*Written request:* Copy out the part of the listing below that opens with the line containing "of the lake" and closes with the last line of the listing, both ends included. Keep the requests unchanged, and scale every coordinate in the answers by 2.2, rounding to whole numbers with halves rounded up.

*Dataset records:*

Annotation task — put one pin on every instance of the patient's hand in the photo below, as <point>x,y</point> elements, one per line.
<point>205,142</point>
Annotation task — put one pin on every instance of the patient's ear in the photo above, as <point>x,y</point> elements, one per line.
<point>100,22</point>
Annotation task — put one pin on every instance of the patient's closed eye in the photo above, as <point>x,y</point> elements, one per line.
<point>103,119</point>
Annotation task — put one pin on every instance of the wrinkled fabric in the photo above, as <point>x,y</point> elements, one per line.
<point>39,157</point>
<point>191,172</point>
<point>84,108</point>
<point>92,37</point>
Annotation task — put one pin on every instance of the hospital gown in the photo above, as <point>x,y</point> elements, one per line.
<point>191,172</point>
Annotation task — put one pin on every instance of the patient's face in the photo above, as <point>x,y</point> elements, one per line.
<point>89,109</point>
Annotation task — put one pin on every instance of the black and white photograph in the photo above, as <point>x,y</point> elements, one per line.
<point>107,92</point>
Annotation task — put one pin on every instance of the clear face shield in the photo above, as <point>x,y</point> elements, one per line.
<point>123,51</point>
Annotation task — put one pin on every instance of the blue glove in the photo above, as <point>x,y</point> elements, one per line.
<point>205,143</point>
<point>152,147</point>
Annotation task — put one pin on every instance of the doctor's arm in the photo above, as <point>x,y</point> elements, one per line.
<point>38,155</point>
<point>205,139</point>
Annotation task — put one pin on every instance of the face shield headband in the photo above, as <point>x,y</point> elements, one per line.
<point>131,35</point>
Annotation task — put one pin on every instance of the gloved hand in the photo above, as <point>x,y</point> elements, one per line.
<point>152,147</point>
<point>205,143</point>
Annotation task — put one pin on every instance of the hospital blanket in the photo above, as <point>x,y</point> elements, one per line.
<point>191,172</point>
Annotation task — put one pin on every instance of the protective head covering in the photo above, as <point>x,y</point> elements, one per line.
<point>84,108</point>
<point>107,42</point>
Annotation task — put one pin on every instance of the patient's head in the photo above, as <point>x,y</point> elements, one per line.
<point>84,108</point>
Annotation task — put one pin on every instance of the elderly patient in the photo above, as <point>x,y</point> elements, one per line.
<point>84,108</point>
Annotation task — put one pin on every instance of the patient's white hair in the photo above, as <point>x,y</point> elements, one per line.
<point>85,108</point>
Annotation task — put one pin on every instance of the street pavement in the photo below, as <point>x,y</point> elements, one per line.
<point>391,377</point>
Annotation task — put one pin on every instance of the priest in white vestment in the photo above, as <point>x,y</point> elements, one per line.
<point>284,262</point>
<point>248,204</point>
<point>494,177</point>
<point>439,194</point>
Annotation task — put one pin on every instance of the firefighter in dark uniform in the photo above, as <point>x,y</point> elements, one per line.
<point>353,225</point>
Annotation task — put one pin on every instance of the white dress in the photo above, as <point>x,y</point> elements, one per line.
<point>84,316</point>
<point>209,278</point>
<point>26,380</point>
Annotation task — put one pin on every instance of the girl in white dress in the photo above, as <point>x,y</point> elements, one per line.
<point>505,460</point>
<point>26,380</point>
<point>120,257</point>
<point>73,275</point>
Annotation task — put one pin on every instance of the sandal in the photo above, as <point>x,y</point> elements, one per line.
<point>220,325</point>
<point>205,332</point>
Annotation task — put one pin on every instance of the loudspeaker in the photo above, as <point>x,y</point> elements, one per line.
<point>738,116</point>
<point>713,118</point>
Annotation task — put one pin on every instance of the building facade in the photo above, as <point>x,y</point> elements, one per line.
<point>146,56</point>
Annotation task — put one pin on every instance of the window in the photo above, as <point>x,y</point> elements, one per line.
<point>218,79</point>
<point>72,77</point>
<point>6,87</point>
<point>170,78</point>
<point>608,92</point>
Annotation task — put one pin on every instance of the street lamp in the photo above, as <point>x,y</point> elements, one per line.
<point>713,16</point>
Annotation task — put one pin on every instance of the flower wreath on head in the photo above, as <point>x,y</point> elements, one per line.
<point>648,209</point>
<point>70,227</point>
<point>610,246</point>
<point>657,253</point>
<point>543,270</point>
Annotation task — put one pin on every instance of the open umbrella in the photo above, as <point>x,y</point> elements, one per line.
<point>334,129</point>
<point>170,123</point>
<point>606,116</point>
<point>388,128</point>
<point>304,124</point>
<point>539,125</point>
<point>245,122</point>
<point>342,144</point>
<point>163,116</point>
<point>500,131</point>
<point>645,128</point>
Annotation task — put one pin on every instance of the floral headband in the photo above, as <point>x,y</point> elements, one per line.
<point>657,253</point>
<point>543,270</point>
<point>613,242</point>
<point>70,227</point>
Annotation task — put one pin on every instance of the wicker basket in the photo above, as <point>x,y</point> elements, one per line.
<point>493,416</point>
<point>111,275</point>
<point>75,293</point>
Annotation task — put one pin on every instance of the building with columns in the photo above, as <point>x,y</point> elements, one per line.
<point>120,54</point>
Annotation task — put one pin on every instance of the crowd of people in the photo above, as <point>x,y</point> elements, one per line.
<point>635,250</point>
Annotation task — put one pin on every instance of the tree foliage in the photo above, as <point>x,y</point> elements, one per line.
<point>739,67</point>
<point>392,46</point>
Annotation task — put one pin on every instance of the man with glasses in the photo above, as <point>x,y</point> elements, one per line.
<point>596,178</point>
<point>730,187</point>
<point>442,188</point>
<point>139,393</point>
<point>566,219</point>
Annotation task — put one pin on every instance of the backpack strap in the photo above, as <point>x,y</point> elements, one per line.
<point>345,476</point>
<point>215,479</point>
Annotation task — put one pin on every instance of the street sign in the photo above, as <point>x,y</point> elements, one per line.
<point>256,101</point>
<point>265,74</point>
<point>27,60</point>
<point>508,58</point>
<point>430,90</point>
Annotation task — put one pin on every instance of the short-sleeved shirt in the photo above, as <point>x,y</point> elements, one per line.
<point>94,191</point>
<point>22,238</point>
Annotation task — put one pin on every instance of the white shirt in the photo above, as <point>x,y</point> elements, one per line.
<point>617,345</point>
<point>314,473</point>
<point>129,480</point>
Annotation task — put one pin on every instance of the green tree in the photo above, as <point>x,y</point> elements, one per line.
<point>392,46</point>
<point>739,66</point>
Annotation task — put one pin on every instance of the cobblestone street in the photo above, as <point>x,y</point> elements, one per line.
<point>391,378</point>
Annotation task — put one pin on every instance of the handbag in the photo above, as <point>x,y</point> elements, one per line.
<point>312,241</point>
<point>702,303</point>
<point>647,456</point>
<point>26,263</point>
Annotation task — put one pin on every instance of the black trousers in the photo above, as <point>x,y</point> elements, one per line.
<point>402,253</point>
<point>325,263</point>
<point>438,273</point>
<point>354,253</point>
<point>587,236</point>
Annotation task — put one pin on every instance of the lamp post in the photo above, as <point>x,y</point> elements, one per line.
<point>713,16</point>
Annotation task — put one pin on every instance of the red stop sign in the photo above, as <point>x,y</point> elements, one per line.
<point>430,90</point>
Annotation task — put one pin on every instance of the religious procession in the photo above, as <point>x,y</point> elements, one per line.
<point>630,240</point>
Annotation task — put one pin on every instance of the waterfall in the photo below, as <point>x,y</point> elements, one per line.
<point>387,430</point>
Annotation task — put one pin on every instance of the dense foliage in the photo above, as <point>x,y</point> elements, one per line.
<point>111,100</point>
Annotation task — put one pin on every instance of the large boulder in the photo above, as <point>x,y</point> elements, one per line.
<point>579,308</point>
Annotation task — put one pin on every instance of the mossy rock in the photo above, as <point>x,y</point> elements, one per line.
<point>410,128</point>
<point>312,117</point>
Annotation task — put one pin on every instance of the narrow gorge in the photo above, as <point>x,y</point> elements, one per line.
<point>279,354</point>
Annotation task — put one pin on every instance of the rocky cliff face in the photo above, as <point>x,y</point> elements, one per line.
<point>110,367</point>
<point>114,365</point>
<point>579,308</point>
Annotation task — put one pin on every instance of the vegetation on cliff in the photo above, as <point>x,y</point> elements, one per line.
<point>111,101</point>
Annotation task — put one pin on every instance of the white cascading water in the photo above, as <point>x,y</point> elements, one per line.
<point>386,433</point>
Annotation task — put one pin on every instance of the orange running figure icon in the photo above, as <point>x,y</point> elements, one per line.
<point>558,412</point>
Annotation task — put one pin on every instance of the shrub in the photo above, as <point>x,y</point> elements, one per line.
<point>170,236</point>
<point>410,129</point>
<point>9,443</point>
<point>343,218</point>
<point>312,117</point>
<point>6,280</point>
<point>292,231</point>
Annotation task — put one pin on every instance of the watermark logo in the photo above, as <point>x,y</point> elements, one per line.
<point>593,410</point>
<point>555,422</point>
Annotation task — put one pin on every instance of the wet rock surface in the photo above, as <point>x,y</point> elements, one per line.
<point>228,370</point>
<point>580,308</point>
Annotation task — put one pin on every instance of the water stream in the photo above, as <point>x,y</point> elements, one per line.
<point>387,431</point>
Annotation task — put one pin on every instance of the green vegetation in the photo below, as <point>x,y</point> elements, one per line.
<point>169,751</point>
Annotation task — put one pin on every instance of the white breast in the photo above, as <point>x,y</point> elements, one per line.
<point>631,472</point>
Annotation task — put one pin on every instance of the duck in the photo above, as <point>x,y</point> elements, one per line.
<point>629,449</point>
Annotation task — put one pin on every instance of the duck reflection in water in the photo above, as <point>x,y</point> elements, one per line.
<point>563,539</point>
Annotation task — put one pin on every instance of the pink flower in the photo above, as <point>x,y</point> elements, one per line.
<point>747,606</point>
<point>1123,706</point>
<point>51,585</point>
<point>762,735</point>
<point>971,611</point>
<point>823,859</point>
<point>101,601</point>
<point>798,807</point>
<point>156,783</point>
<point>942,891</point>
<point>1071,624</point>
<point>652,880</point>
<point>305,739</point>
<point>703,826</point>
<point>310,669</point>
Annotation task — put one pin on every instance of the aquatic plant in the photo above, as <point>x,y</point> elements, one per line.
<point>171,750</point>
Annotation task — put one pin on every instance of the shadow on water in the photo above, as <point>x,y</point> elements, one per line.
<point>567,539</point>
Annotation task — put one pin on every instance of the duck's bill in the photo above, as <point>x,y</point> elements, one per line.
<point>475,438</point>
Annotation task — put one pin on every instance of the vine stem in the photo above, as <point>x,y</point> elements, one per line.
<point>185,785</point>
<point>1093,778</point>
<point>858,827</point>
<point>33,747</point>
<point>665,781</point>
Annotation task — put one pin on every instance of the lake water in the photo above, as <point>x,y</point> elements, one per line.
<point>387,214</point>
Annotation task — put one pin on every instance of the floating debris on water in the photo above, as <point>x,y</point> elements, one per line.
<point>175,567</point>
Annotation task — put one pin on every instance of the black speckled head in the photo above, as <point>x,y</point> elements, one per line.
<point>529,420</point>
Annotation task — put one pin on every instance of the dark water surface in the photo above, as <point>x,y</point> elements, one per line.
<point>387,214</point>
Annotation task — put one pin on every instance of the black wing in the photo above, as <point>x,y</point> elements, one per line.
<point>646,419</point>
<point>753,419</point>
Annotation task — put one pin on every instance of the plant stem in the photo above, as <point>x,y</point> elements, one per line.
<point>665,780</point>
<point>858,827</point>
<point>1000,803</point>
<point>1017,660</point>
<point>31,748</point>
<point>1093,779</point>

*Solution:*
Annotation task — put one pin on every instance of the lake water in the photo above, as <point>x,y</point> elements, one per line.
<point>851,471</point>
Annotation task — put one pin on every instance of the floating debris on water in the photo above, as <point>x,y</point> elements, one per line.
<point>385,1247</point>
Annotation task — put one pin on every instance of the black speckled head in the photo above, as <point>x,y</point> elements, one per line.
<point>1164,924</point>
Annotation task — put one pin on every instance of the dark water surface in the photo above, as <point>x,y</point> elements, one per line.
<point>851,471</point>
Annotation task — put one pin on every instance of the black wing in the photo above, as <point>x,y</point> elements, one per line.
<point>1421,922</point>
<point>1657,922</point>
Annotation task — put one pin on every instance of the plant stem in the photo above, as <point>x,y</point> elements, one per line.
<point>1463,1716</point>
<point>1888,1819</point>
<point>2200,1767</point>
<point>2237,1452</point>
<point>68,1646</point>
<point>2405,1714</point>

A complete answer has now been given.